:: STORED DATA ::
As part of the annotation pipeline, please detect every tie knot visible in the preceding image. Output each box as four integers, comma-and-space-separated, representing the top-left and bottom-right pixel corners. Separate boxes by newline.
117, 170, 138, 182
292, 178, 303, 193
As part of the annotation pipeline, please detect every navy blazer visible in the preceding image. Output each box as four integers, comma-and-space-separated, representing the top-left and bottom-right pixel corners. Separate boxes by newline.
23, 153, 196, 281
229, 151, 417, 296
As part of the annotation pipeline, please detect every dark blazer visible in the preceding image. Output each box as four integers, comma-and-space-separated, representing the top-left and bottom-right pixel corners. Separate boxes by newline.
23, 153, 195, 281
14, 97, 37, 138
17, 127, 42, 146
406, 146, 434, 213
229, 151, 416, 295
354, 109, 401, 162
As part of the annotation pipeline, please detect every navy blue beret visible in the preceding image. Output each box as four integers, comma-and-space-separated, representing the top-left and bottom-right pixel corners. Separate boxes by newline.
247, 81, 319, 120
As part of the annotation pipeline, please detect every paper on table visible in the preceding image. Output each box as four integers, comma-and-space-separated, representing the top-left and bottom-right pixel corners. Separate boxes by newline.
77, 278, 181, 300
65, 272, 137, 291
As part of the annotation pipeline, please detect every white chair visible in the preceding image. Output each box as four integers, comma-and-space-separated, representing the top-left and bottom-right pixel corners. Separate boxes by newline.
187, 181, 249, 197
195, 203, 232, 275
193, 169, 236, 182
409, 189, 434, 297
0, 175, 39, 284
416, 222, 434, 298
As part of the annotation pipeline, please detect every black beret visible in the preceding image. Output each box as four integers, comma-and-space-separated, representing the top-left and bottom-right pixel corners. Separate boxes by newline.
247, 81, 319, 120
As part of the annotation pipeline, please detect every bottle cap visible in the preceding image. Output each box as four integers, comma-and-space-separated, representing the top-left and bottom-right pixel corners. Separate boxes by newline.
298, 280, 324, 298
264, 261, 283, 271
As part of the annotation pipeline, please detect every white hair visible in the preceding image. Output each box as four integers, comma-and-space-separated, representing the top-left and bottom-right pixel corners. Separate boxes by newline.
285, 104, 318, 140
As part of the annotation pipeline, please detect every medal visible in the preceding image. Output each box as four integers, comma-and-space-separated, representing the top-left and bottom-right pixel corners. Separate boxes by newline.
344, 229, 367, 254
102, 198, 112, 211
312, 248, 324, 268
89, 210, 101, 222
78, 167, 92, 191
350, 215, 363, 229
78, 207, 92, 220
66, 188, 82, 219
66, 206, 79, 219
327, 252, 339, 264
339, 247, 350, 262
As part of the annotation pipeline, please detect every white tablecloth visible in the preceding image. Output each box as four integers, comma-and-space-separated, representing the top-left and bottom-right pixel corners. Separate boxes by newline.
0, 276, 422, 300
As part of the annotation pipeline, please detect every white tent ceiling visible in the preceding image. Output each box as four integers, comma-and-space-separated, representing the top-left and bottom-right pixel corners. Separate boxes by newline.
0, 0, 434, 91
:::
> [PROBLEM TO SOLVE]: Format all of the records above as a two-column CSV with the header text,answer. Give one row per record, placing its wording under text and its answer under answer, with each field in double quotes and every line break replaced by a space.

> [WORKED ANSWER]:
text,answer
"As part of the annotation pipeline, please detect every tie knot visible in the preceding image. Output each box as four integers, comma-and-space-separated, representing the top-left and bottom-right pixel corners. Separate boxes by newline.","117, 170, 138, 182 292, 178, 303, 193"
"As part of the annotation pipeline, please detect every navy blazer visible in the preceding image. Output each box as four integers, comma-and-space-separated, representing the top-left and bottom-right pixel corners. Separate boxes by newline.","23, 153, 196, 281 229, 151, 417, 296"
"As part of the annotation pipeline, please detect every dark blazer visible in the preceding image. Output each box as four integers, comma-and-space-separated, representing the top-left and bottom-right pixel corners. Separate boxes by newline.","23, 153, 195, 281 14, 97, 37, 138 17, 127, 42, 146 406, 146, 434, 213 229, 151, 416, 295 354, 109, 401, 162"
"As part of the annotation pipeline, please detect every navy blue beret visible in the preceding image. Output each box as four integers, comma-and-space-separated, representing the top-left and bottom-right pixel corners. Separate boxes by newline.","247, 81, 319, 120"
"As part of the annotation pipeline, please detect every paper on table visible in the preceding image. Output each box as four integers, comma-and-space-separated, representing the top-left and bottom-right pixel corners. Separate boxes by newline.","77, 278, 181, 300 65, 272, 137, 291"
"As part of the annotation pipeline, please detect every white chair visible in the preceding image. Output each box as four integers, comma-and-space-separated, representing the top-left and bottom-right pixel corners. Separate boxes by newline.","187, 181, 249, 197 195, 203, 232, 275 193, 169, 236, 182 409, 189, 434, 297 0, 175, 39, 284 416, 222, 434, 298"
"As part of the annotation pipeline, please detect every black beret visible in the preceding image. Output each box as four integers, comma-and-space-separated, representing the top-left and bottom-right pixel corners. Separate boxes by newline.","247, 81, 319, 120"
"As part of the annotation pipeline, please detect every bottle cap visible in the preceding image. Output each box as four integers, comma-and-space-separated, representing the top-left and bottom-right pixel corners. Separate boxes by newline.","298, 280, 324, 298 264, 261, 283, 271"
"As part of the annotation pipeline, please detect every white hair visible in the preceding image. Output each box as four integers, comma-and-space-separated, representing the top-left and bottom-right pixel corners. Separate boxes by newline.","285, 104, 318, 140"
"As part of the annotation pipeline, please detect every medal visible in the preceding image. Output each box as four integers, comma-and-space-separated, representing the top-left and bottom-right pixel corners. Separate boxes by newline.","344, 229, 367, 254 102, 198, 112, 211 312, 248, 324, 268 89, 210, 101, 222 78, 167, 92, 191 350, 215, 363, 229 78, 207, 92, 220 66, 188, 82, 219 66, 206, 79, 219 327, 252, 339, 264 339, 247, 350, 262"
"As part of the annotation pipeline, please detect every white tablecloth visible in the preceding image. Output each box as four integers, comma-and-space-separated, representing the top-left and bottom-right pixel corners. Separate boxes by newline.","0, 276, 422, 300"
"As part of the annotation pipeline, please detect every white tent ceiling visible in the preceding image. Output each box as four integers, comma-and-space-separated, representing the top-left and bottom-right pixel corners. Separate boxes by newline.","0, 0, 434, 91"